[Recorded information Boundary: Start]

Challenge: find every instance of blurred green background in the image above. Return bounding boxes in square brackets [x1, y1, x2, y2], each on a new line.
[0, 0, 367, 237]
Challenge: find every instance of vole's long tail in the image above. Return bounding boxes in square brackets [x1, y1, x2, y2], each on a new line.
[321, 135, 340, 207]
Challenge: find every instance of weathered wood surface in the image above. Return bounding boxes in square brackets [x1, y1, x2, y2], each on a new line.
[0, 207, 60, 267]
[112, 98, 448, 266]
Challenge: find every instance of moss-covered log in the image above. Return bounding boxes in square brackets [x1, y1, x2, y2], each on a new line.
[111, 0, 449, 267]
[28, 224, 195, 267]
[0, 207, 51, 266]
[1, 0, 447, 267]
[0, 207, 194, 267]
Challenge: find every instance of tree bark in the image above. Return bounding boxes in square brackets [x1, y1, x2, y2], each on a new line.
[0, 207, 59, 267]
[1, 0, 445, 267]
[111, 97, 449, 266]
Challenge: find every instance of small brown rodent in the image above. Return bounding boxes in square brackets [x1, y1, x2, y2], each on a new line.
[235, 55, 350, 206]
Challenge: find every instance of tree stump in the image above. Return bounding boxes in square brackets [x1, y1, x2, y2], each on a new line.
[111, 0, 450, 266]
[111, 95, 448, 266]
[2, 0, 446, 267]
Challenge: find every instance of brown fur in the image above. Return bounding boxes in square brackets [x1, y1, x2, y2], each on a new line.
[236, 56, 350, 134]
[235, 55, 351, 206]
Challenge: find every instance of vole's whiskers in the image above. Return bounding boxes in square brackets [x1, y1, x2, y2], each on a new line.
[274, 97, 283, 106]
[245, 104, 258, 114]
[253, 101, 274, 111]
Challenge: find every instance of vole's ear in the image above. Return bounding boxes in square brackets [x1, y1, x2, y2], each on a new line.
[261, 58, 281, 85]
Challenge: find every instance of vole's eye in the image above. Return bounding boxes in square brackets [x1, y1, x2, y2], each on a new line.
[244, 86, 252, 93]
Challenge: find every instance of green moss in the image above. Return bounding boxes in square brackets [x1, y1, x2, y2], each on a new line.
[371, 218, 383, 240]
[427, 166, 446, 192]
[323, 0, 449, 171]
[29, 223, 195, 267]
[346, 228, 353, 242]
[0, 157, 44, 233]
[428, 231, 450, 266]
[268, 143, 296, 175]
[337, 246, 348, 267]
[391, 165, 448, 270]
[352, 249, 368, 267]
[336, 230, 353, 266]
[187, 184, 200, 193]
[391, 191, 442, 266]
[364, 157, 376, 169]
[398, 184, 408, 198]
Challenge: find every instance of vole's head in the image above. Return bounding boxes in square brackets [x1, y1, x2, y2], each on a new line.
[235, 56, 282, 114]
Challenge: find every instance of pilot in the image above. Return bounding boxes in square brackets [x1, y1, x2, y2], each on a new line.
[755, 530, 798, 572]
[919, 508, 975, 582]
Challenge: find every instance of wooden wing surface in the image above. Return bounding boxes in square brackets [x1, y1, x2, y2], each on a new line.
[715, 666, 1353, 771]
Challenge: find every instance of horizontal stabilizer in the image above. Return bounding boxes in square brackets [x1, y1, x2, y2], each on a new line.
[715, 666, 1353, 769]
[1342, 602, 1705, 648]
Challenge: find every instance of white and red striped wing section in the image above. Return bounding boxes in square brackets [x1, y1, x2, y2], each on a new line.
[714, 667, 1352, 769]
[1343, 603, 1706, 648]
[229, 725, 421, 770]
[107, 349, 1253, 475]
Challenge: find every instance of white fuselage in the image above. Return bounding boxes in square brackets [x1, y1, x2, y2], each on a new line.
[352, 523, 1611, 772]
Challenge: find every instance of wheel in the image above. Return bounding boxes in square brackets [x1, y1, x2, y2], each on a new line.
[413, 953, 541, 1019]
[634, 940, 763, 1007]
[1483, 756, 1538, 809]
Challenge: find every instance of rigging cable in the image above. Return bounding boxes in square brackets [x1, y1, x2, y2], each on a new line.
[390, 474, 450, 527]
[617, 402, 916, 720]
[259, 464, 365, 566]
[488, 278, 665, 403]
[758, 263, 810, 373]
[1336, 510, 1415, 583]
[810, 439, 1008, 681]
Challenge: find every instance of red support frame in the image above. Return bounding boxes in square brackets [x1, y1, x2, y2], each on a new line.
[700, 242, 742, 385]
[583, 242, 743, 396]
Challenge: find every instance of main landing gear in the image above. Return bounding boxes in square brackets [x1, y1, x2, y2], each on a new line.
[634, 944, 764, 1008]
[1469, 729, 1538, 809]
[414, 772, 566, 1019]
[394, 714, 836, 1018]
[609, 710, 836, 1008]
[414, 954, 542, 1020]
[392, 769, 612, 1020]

[Recorded information Boundary: End]

What you have to do:
Copy out every record above once more, precisely as written.

Answer space:
Challenge: find every instance of blurred green background in the image above. Return bounding boxes in square brackets [x1, y1, x2, y2], each on a new line.
[0, 0, 367, 237]
Challenge: find every instance of vole's long tail in the image above. Return bounding boxes in square brackets [x1, y1, x2, y2], each on a new line.
[321, 135, 340, 207]
Challenge: find every instance of weathered wood surface in the image above. Return bounding boxes in square brackets [x1, y1, x2, y2], each on a new line.
[0, 207, 60, 267]
[112, 98, 448, 266]
Challenge: find every instance of moss-covered log in the image above. Return bounding boxes in square brackets [x1, y1, x2, y2], each on a new line.
[111, 0, 449, 267]
[28, 224, 195, 267]
[0, 207, 51, 266]
[1, 0, 447, 267]
[0, 207, 194, 267]
Challenge: find every instance of tree bark in the image above. Return bounding boxes in square brackets [x1, y1, x2, y2], each on a new line.
[0, 207, 59, 267]
[1, 0, 445, 267]
[111, 97, 449, 266]
Challenge: find every instance of small brown rodent in the image above. Return bounding boxes in square brackets [x1, y1, x2, y2], each on a new line.
[235, 55, 350, 206]
Challenge: find every instance of tree stump in the image above. Return bounding boxes in square brackets [x1, y1, x2, y2], each on a new line.
[111, 0, 450, 266]
[111, 95, 448, 266]
[2, 0, 446, 267]
Challenge: find every instance of brown fur in the image above. Return bounding boxes in square brackets [x1, y1, x2, y2], each on a new line.
[236, 56, 350, 134]
[235, 55, 351, 206]
Challenge: find every instance of vole's whiskers in the image above. Return bounding boxes in square brackets [x1, y1, x2, y2], each on a new line.
[274, 97, 283, 106]
[245, 104, 258, 114]
[253, 101, 274, 111]
Challenge: find every instance of vole's ear in the image above. Return bounding boxes in square brackets [x1, y1, x2, y2], each on a new line.
[261, 58, 281, 85]
Challenge: find every instance of vole's eye in the image above. Return bounding boxes in square brackets [x1, y1, x2, y2], each on a new line.
[244, 86, 252, 93]
Challenge: find every instance of green moss in the image above. Return bounding boxes in square brackets [x1, y1, x2, y2], each on a new line.
[371, 218, 383, 240]
[427, 166, 446, 192]
[323, 0, 449, 171]
[29, 223, 195, 267]
[346, 228, 353, 242]
[0, 157, 44, 233]
[428, 231, 450, 266]
[268, 143, 296, 175]
[337, 246, 348, 267]
[391, 165, 448, 270]
[352, 249, 368, 267]
[336, 230, 353, 266]
[187, 184, 200, 193]
[391, 191, 442, 266]
[364, 157, 376, 169]
[398, 184, 408, 198]
Challenge: find every instance of vole's head in the image above. Return bounding boxes in square brackets [x1, y1, x2, y2], each on a new line.
[235, 56, 282, 114]
Challenge: find every instance of pilot in the image above. Return bounding boxes in square brackets [x1, y1, x2, y2], each on a new line.
[755, 530, 798, 572]
[919, 508, 975, 582]
Challenge: find every instance of wooden wing surface in the image above. Return bounding boxes in square brackets [x1, y1, x2, y2], each on a new line.
[715, 666, 1353, 771]
Challenge: find every instance of horizontal stabilizer in the image above. Return bounding boxes in square brackets [x1, y1, x2, y2], each on a new line.
[715, 666, 1353, 769]
[1342, 602, 1705, 648]
Challenge: find every instance of white and red striped wing section in the image above. Return bounding boxes in square brackets [x1, y1, x2, y2], each on a new line.
[714, 667, 1352, 769]
[1343, 603, 1706, 648]
[229, 725, 421, 770]
[107, 349, 1253, 475]
Challenge: find every instance of white fuselage in the image above. Return bounding boxes in square brackets [x1, y1, x2, y2], each on a new line.
[352, 523, 1611, 772]
Challenge: find every instance of wheel in the image above. Return bounding boxes in square brackets [x1, y1, x2, y2], each on a new line.
[413, 953, 541, 1019]
[634, 940, 763, 1007]
[1483, 756, 1538, 809]
Challenge: find every instance of rigging cable in the image above. Return bounding boxes in square brackets [x1, y1, x2, y2], each on a new line.
[390, 474, 450, 527]
[617, 402, 916, 720]
[259, 464, 365, 566]
[488, 278, 665, 403]
[758, 263, 810, 373]
[1336, 510, 1415, 583]
[810, 439, 1008, 681]
Challenge: find every instance of red support frame in the image above. Return bounding boxes in square brackets [x1, y1, x2, y2], each on a new line.
[700, 242, 742, 385]
[583, 242, 743, 396]
Challenge: find every instance of main landing gear in the image above. Return bounding boxes in square brackets [x1, y1, x2, y2], each on a new line.
[634, 944, 764, 1008]
[1469, 729, 1538, 809]
[414, 772, 566, 1019]
[394, 714, 836, 1018]
[609, 710, 836, 1008]
[414, 954, 542, 1020]
[392, 769, 612, 1020]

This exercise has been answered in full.